> _Provided information_:
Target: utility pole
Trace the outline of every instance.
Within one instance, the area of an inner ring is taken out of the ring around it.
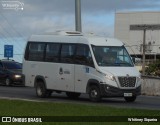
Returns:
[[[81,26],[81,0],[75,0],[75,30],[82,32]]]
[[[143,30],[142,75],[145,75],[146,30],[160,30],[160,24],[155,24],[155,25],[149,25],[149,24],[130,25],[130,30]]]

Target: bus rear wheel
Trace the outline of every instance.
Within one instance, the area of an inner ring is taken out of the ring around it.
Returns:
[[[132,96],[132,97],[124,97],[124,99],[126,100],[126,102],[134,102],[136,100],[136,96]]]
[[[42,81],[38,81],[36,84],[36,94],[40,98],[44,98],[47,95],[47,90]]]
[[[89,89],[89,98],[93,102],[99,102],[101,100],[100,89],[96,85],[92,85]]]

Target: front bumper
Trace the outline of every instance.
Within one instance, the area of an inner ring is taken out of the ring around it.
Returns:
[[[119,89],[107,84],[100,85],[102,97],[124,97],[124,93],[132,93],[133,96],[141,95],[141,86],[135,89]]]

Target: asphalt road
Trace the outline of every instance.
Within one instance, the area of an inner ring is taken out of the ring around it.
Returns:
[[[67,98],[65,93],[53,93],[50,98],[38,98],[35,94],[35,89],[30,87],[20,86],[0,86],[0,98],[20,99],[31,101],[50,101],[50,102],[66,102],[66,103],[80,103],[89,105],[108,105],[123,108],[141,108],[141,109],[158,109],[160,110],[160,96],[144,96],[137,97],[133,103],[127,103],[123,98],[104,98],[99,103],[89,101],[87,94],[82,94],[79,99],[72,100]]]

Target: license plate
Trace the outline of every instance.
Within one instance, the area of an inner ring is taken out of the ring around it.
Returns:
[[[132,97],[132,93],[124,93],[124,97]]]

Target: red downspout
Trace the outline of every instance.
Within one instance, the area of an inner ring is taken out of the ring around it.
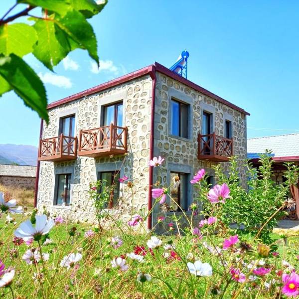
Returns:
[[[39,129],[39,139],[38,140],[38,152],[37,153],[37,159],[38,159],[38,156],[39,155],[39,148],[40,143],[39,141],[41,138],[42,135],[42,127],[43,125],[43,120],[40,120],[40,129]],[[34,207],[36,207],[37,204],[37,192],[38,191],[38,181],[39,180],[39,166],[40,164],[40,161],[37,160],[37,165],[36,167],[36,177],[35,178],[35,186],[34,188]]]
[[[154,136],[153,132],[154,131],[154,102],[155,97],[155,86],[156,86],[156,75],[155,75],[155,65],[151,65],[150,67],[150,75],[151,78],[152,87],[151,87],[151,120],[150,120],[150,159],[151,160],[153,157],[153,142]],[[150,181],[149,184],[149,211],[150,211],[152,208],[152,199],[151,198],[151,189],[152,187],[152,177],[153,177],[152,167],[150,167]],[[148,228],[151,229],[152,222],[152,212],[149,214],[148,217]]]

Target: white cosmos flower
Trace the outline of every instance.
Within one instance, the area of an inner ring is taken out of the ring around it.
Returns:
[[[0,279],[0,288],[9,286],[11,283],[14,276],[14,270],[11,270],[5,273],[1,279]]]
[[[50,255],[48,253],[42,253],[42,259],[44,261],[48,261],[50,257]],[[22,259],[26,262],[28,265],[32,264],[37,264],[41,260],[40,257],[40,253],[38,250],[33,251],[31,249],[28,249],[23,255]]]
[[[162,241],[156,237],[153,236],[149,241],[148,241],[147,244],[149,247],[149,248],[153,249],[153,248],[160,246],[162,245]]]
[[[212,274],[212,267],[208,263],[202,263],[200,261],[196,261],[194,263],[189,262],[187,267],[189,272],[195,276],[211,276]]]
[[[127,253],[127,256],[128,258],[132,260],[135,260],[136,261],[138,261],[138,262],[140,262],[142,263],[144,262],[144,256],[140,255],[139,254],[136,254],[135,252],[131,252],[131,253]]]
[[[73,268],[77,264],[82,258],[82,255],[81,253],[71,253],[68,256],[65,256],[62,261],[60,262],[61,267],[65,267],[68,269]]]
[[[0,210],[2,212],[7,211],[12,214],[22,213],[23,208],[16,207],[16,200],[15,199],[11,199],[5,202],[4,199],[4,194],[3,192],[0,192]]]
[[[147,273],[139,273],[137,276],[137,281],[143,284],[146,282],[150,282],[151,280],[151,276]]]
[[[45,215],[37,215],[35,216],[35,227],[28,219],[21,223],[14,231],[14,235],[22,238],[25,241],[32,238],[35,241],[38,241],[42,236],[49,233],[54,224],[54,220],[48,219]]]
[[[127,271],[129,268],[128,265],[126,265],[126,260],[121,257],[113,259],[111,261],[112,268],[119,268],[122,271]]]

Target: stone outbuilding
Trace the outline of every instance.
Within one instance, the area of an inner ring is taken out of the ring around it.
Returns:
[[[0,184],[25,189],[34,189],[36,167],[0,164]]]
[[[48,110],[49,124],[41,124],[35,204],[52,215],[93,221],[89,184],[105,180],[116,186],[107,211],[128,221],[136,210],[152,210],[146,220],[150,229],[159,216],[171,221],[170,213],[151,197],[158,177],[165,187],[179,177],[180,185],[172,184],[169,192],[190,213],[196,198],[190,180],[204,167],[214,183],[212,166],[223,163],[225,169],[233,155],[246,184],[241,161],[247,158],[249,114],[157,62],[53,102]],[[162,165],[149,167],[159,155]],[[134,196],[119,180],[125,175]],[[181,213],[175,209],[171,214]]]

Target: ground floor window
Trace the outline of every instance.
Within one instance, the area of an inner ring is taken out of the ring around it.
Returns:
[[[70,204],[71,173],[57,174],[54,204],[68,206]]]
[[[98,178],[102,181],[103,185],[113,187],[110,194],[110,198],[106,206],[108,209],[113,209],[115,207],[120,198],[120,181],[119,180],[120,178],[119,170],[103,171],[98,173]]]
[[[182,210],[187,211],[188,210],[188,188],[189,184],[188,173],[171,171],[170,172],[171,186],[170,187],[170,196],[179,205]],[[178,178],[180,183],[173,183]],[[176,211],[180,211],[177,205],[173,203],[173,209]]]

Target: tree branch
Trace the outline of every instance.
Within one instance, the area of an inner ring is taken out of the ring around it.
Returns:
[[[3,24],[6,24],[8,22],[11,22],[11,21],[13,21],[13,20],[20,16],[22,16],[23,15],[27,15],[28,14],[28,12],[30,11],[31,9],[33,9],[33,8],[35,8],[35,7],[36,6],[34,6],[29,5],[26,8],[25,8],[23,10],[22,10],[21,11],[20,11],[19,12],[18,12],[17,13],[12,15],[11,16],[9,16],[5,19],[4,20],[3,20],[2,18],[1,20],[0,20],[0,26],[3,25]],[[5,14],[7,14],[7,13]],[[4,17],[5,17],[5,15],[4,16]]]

> _Goal_: Render the listing above as a Markdown table with the columns Row and Line, one numbered row per line, skipping blank lines. Leave the pictures out of the answer.

> _Answer to the exercise_:
| Row | Line |
|---|---|
| 1 | Target: utility pole |
| 2 | Trace the outline of every instance. |
| 3 | Within one instance, the area of an inner ring is taken out of the ring around it. |
| 4 | Returns: |
| 5 | [[[81,26],[81,0],[75,0],[75,30],[82,32]]] |
| 6 | [[[143,30],[142,75],[145,75],[146,30],[160,30],[160,24],[155,24],[155,25],[149,25],[149,24],[130,25],[130,30]]] |
| 7 | Target: bus rear wheel |
| 8 | Trace the outline of every instance. |
| 9 | Within one instance, the area of an inner ring is taken out of the ring around it. |
| 10 | Returns: |
| 11 | [[[132,96],[132,97],[124,97],[124,99],[126,100],[126,102],[134,102],[136,100],[136,96]]] |
| 12 | [[[42,81],[38,81],[36,84],[36,94],[40,98],[44,98],[47,95],[47,90]]] |
| 13 | [[[89,89],[89,98],[93,102],[99,102],[101,100],[100,89],[96,85],[92,85]]] |
| 14 | Target: front bumper |
| 15 | Trace the outline of every instance. |
| 16 | Within one instance, the area of an inner ring is taken out of the ring around it. |
| 17 | Returns: |
| 18 | [[[119,89],[107,84],[100,85],[102,97],[124,97],[124,93],[132,93],[133,96],[141,95],[141,86],[135,89]]] |
| 19 | Target: asphalt road |
| 20 | Trace the outline of every instance. |
| 21 | Within one instance, the area of an inner ring is taken out of the ring around it. |
| 22 | Returns: |
| 23 | [[[67,98],[65,93],[53,93],[50,98],[38,98],[35,94],[35,89],[30,87],[20,86],[0,86],[0,98],[20,99],[31,101],[50,101],[50,102],[66,102],[66,103],[80,103],[89,105],[108,105],[123,108],[141,108],[141,109],[158,109],[160,110],[160,96],[144,96],[137,97],[133,103],[127,103],[123,98],[104,98],[99,103],[89,101],[87,94],[82,94],[79,99],[72,100]]] |
| 24 | Target: license plate |
| 25 | Trace the outline of every instance. |
| 26 | Within one instance, the area of an inner ring is taken out of the ring around it. |
| 27 | Returns: |
| 28 | [[[132,97],[132,93],[124,93],[124,97]]] |
| 29 | Target: red downspout |
| 30 | Trace the outline of every instance. |
| 31 | Within one instance, the area of an inner ring is taken out of the ring around it. |
| 32 | Returns: |
| 33 | [[[39,129],[39,139],[38,140],[38,152],[37,153],[37,159],[38,159],[38,156],[39,155],[39,148],[40,143],[39,141],[41,138],[42,135],[42,127],[43,125],[43,120],[40,120],[40,129]],[[34,207],[36,207],[37,204],[37,192],[38,191],[38,181],[39,180],[39,166],[40,164],[40,161],[37,160],[37,165],[36,167],[36,177],[35,178],[35,186],[34,188]]] |
| 34 | [[[154,136],[153,132],[154,131],[154,102],[155,97],[155,86],[156,86],[156,75],[155,75],[155,65],[151,65],[150,67],[150,75],[151,78],[152,87],[151,87],[151,120],[150,120],[150,159],[151,160],[153,157],[153,142]],[[150,181],[149,184],[149,211],[150,211],[152,208],[152,199],[151,198],[151,189],[152,187],[152,177],[153,177],[152,167],[150,167]],[[148,228],[151,229],[152,222],[152,212],[149,214],[148,217]]] |
| 35 | Target: white cosmos flower |
| 36 | Trace the outline of every instance. |
| 37 | Within one instance, the area of an inner ring is taken out of the ring around it. |
| 38 | Returns: |
| 39 | [[[0,279],[0,288],[9,286],[11,283],[14,276],[14,270],[11,270],[5,273],[1,279]]] |
| 40 | [[[50,255],[48,253],[42,253],[42,259],[44,261],[48,261],[50,257]],[[22,259],[26,262],[28,265],[32,264],[37,264],[41,260],[40,257],[40,253],[38,250],[33,251],[31,249],[28,249],[23,255]]] |
| 41 | [[[162,241],[156,237],[153,236],[149,241],[148,241],[147,244],[149,247],[149,248],[153,249],[153,248],[160,246],[162,245]]] |
| 42 | [[[212,274],[212,267],[208,263],[202,263],[200,261],[196,261],[194,263],[189,262],[187,267],[189,272],[195,276],[211,276]]] |
| 43 | [[[127,253],[127,256],[128,258],[132,260],[135,260],[136,261],[138,261],[138,262],[140,262],[142,263],[144,262],[144,256],[140,255],[139,254],[136,254],[135,252],[131,252],[131,253]]] |
| 44 | [[[73,268],[77,264],[82,258],[82,255],[81,253],[71,253],[68,256],[65,256],[62,261],[60,262],[61,267],[65,267],[68,269]]] |
| 45 | [[[0,210],[2,212],[7,211],[12,214],[22,213],[23,208],[16,207],[16,200],[15,199],[11,199],[5,202],[4,199],[4,194],[3,192],[0,192]]] |
| 46 | [[[147,273],[139,273],[137,276],[137,281],[143,284],[146,282],[150,282],[151,280],[151,276]]] |
| 47 | [[[45,215],[37,215],[35,216],[35,227],[28,219],[21,223],[14,231],[14,235],[22,238],[25,241],[32,238],[35,241],[38,241],[42,236],[49,233],[54,224],[54,220],[48,219]]] |
| 48 | [[[127,271],[129,268],[128,265],[126,265],[126,260],[121,257],[113,259],[111,261],[112,268],[119,268],[122,271]]] |
| 49 | Target: stone outbuilding |
| 50 | Trace the outline of every instance. |
| 51 | Within one instance, the area of an inner ring is taken out of the ring around it. |
| 52 | Returns: |
| 53 | [[[0,184],[25,189],[34,189],[36,167],[0,164]]] |
| 54 | [[[48,110],[49,124],[41,124],[35,204],[52,215],[93,221],[89,184],[105,180],[116,186],[107,211],[128,221],[136,210],[152,210],[146,220],[150,229],[159,216],[171,221],[170,213],[151,197],[158,177],[165,187],[179,177],[180,185],[172,184],[169,192],[190,213],[196,198],[190,180],[204,167],[214,183],[212,166],[223,163],[225,169],[233,155],[246,184],[241,161],[247,158],[249,114],[157,62],[53,102]],[[162,165],[149,167],[159,155]],[[134,196],[119,180],[125,175]],[[181,213],[175,209],[171,214]]] |
| 55 | Target: ground floor window |
| 56 | Trace the outline of every instance. |
| 57 | Within one instance, the area of an inner ring is taken out of the ring around it. |
| 58 | Returns: |
| 59 | [[[70,204],[71,173],[57,174],[54,204],[68,206]]] |
| 60 | [[[98,178],[102,181],[103,185],[113,187],[110,194],[110,198],[106,206],[108,209],[113,209],[115,207],[120,198],[120,181],[119,180],[120,178],[119,170],[103,171],[98,173]]] |
| 61 | [[[182,210],[187,211],[188,210],[188,188],[189,184],[188,173],[171,171],[170,172],[171,186],[170,187],[170,196],[179,205]],[[178,178],[180,183],[173,183]],[[176,211],[180,211],[177,205],[173,203],[173,209]]] |
| 62 | Target: tree branch |
| 63 | Trace the outline of every instance. |
| 64 | Within one instance, the area of an inner ring is taken out of the ring around it. |
| 65 | Returns: |
| 66 | [[[3,24],[6,24],[8,22],[11,22],[11,21],[13,21],[13,20],[20,16],[22,16],[23,15],[27,15],[28,14],[28,12],[30,11],[31,9],[33,9],[33,8],[35,8],[35,7],[36,6],[34,6],[29,5],[26,8],[25,8],[23,10],[22,10],[21,11],[20,11],[19,12],[18,12],[17,13],[12,15],[11,16],[9,16],[5,19],[4,20],[3,20],[2,18],[1,20],[0,20],[0,26],[3,25]],[[5,14],[7,14],[7,13]],[[4,17],[5,17],[5,15],[4,16]]] |